Written exercise
Pull out every line of the records below and reproduce each one verbatim, in the same order.
── Task inputs ──
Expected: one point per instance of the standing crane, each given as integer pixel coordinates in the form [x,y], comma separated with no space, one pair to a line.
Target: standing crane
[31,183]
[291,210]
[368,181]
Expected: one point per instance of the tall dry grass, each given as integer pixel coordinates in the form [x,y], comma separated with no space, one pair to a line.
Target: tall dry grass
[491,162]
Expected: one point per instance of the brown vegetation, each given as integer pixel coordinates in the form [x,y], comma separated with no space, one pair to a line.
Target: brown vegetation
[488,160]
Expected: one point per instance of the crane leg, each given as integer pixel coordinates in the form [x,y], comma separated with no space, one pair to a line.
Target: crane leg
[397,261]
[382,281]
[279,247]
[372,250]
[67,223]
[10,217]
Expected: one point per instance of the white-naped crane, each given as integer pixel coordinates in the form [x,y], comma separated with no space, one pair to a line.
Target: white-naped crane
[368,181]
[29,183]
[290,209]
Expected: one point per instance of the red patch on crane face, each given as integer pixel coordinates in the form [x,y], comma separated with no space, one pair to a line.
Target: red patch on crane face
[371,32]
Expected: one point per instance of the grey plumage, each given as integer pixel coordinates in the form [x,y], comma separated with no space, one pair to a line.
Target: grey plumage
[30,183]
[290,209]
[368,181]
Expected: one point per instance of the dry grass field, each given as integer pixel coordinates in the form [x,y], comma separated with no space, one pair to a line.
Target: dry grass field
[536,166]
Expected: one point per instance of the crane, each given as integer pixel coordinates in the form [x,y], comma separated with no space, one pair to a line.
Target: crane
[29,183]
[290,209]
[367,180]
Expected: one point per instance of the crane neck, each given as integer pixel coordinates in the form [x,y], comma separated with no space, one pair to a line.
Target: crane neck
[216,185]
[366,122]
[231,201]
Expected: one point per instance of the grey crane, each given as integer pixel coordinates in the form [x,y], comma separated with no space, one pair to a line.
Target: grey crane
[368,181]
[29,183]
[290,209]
───
Final result
Expected: one point per instance of the standing crane, each given as integer pixel coordinates in the form [x,y], comma separated with no space, one pair to a line.
Target: standing crane
[31,183]
[291,210]
[368,181]
Expected: one point per instance of the tall dry grass, each given as integer pixel coordinates in the form [x,y], comma separated with no space, one pair to a line.
Target: tall dry grass
[491,162]
Expected: one point per instance of the brown vegetation, each given as integer pixel coordinates in the form [x,y], comma separated with no space, one pair to a line.
Target: brown vegetation
[488,160]
Expected: one point per instance of the crane leg, each given as integer pixel coordinates in the form [x,y], comma separated with no space, one pair to a line.
Target: crane leg
[397,261]
[382,281]
[279,247]
[372,250]
[67,223]
[10,217]
Expected: one point per instance of the white-naped crane, each given as integer pixel coordinates in the form [x,y], comma separated with no space, one pair to a line.
Target: white-naped crane
[368,181]
[29,183]
[290,209]
Expected: one point per instance of the red patch on crane face, each given as integer pixel coordinates in the form [x,y], comma separated with no space, one pair to a line.
Target: red patch on crane face
[371,32]
Expected: one point per instance of the grey plumage, each given as integer pixel coordinates in the form [x,y], comma separated with no space, one pair to a line.
Target: grey plumage
[30,183]
[290,209]
[368,181]
Expected: one point per instance of the dry grass field, each given as integer pixel coordinates in the form [x,y], comma separated with no space, one pair to a line.
Target: dry grass field
[536,166]
Expected: one point per instance of the crane, each given as integer pixel coordinates in the form [x,y], comma separated with no space, one pair to a line.
Target: crane
[29,183]
[290,209]
[367,180]
Expected: one point per instance of the crane neck, each given as integer pixel coordinates in the form [x,y], comma separated with no space, one pair to a line.
Target: crane neck
[216,185]
[366,122]
[231,201]
Expected: one point per instance of the grey crane, each given as integer pixel coordinates in the form [x,y], comma separated with no space, one pair to a line.
Target: grey crane
[368,181]
[29,183]
[290,209]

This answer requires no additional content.